---------- DATA EXCERPTS ----------

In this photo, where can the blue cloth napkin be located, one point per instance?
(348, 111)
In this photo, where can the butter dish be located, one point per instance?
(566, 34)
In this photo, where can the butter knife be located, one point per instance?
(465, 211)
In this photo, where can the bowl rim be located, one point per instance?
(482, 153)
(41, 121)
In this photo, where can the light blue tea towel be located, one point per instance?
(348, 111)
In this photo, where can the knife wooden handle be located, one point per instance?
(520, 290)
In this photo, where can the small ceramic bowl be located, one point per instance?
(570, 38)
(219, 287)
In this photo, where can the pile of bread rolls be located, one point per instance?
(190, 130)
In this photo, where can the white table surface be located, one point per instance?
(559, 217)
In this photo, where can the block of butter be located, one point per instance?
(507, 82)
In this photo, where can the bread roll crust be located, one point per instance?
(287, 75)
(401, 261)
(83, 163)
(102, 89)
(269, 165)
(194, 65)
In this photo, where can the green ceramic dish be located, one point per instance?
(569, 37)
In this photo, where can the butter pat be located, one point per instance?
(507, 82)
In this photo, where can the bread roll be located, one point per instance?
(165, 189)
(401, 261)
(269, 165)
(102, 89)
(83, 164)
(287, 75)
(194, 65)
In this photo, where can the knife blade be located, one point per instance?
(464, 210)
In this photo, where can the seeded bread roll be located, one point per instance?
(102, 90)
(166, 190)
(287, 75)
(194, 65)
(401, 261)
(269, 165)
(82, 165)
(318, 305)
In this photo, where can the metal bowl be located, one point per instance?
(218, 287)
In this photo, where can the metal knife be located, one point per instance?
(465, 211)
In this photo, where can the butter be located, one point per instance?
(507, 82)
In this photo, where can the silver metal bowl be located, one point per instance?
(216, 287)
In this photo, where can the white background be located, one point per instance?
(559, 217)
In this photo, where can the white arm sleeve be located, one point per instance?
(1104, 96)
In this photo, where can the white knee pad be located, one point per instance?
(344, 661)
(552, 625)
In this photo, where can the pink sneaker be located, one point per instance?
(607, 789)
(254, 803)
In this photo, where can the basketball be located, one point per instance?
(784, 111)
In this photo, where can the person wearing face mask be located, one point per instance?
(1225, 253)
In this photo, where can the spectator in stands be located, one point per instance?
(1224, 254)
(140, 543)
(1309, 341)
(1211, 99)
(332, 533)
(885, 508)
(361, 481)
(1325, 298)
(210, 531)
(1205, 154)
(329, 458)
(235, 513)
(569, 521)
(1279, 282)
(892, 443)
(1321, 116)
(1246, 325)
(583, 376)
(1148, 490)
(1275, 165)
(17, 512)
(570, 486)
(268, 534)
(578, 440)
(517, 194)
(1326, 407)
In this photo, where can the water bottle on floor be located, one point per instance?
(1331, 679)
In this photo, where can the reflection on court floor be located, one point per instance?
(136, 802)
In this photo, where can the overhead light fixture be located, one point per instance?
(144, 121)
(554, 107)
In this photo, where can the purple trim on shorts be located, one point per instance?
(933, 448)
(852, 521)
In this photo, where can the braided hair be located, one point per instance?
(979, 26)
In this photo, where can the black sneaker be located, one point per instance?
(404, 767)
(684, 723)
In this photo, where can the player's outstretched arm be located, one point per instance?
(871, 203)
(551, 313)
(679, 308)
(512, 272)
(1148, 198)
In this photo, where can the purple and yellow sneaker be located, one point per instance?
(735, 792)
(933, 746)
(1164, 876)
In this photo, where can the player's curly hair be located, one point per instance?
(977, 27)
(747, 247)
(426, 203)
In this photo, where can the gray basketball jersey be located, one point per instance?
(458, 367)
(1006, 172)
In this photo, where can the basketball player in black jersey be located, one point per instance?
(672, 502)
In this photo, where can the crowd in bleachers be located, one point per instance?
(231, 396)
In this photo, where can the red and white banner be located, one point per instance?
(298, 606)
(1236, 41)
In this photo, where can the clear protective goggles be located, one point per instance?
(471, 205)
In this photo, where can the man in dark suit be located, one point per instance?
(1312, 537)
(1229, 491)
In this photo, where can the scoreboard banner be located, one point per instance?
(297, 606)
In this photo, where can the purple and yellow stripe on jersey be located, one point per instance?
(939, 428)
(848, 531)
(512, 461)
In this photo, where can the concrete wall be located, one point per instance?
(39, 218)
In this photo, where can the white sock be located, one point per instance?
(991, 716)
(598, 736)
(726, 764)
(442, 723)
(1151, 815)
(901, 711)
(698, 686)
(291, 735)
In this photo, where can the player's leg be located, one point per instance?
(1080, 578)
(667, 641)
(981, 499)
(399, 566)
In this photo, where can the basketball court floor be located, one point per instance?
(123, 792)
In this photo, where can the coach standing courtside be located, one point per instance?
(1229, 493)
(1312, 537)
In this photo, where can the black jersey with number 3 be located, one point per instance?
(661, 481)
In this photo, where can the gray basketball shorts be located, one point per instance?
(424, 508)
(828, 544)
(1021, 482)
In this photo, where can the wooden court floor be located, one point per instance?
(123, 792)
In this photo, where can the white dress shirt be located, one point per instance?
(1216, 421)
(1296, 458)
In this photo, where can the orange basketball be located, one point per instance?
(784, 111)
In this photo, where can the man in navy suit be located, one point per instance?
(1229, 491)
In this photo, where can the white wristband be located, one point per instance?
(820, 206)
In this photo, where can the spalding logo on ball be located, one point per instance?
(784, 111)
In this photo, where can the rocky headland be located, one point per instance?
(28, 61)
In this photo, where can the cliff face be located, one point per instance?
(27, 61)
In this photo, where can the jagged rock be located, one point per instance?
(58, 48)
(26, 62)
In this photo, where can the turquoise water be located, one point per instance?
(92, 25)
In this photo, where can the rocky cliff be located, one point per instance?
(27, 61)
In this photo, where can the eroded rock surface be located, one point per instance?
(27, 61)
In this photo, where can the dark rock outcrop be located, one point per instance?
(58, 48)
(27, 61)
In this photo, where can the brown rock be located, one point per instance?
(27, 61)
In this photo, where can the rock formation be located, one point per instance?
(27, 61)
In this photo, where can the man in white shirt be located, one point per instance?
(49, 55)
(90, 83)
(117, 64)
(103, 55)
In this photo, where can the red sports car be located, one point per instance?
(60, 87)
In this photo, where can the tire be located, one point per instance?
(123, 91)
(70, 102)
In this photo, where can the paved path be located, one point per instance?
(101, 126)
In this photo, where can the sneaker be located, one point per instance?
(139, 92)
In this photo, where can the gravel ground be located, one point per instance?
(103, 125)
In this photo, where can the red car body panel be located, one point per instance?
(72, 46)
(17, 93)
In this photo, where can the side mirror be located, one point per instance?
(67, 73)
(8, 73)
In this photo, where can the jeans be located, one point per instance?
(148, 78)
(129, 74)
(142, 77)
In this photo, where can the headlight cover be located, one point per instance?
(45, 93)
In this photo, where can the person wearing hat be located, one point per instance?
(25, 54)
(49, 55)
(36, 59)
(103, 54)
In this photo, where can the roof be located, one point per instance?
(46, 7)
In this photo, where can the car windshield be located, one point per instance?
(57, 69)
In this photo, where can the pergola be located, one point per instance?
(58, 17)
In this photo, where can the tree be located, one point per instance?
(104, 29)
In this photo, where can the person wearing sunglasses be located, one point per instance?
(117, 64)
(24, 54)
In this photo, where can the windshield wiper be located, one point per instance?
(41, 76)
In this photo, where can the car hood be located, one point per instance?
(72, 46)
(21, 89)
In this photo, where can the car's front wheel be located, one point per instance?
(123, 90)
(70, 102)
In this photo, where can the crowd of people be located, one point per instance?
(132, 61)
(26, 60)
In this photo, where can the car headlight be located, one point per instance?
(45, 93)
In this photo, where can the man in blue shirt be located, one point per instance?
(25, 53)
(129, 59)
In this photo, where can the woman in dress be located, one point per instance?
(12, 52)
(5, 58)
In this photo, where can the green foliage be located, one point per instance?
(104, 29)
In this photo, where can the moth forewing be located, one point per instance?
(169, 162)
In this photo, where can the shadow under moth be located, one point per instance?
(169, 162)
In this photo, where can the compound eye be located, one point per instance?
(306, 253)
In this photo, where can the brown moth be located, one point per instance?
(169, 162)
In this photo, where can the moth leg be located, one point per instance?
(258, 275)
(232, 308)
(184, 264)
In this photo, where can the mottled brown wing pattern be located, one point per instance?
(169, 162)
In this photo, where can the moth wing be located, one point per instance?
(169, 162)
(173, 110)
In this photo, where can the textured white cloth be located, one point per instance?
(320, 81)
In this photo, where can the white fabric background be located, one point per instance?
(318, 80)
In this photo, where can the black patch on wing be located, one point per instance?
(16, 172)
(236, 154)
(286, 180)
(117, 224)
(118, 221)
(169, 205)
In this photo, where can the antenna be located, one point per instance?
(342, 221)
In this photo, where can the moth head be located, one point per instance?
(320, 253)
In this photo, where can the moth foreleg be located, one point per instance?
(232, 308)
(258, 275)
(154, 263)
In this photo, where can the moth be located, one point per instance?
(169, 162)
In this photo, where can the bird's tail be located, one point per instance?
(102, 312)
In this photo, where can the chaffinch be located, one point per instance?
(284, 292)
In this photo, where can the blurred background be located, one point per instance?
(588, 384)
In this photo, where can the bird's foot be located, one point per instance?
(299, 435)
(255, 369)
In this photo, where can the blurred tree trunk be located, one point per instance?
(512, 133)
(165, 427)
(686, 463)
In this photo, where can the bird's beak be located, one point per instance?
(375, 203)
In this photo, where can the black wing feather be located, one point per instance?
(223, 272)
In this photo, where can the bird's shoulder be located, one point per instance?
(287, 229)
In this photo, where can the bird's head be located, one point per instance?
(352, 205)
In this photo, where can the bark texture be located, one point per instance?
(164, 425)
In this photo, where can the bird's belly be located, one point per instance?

----------

- **STATED TASK**
Repeat word for word each line from the one with "In this photo, where can the moth foreleg" to the end of the records above, inclusive.

- **OUTPUT FOR THIS EXERCISE**
In this photo, where can the moth foreleg be located, one point per instance?
(232, 308)
(258, 275)
(154, 263)
In this photo, where can the moth be located, one point per instance?
(169, 162)
In this photo, where can the bird's tail be located, one point per instance?
(102, 312)
In this photo, where can the chaffinch be located, one point per instance?
(284, 292)
In this photo, where can the blurred background be located, one point per instance?
(588, 384)
In this photo, where can the bird's foot be located, one point per instance?
(299, 435)
(255, 369)
In this photo, where can the blurred tree trunk be located, one point per instance?
(512, 133)
(165, 427)
(686, 463)
In this photo, where can the bird's beak be located, one point per instance?
(375, 203)
In this photo, where can the black wing feather be located, one point per instance?
(223, 272)
In this photo, where can the bird's shoulder be located, one point per instance?
(287, 229)
In this photo, where can the bird's head be located, one point per instance?
(352, 205)
In this photo, where can the bark texture be located, one point per instance?
(164, 425)
In this photo, where can the bird's belly be located, one point per instance?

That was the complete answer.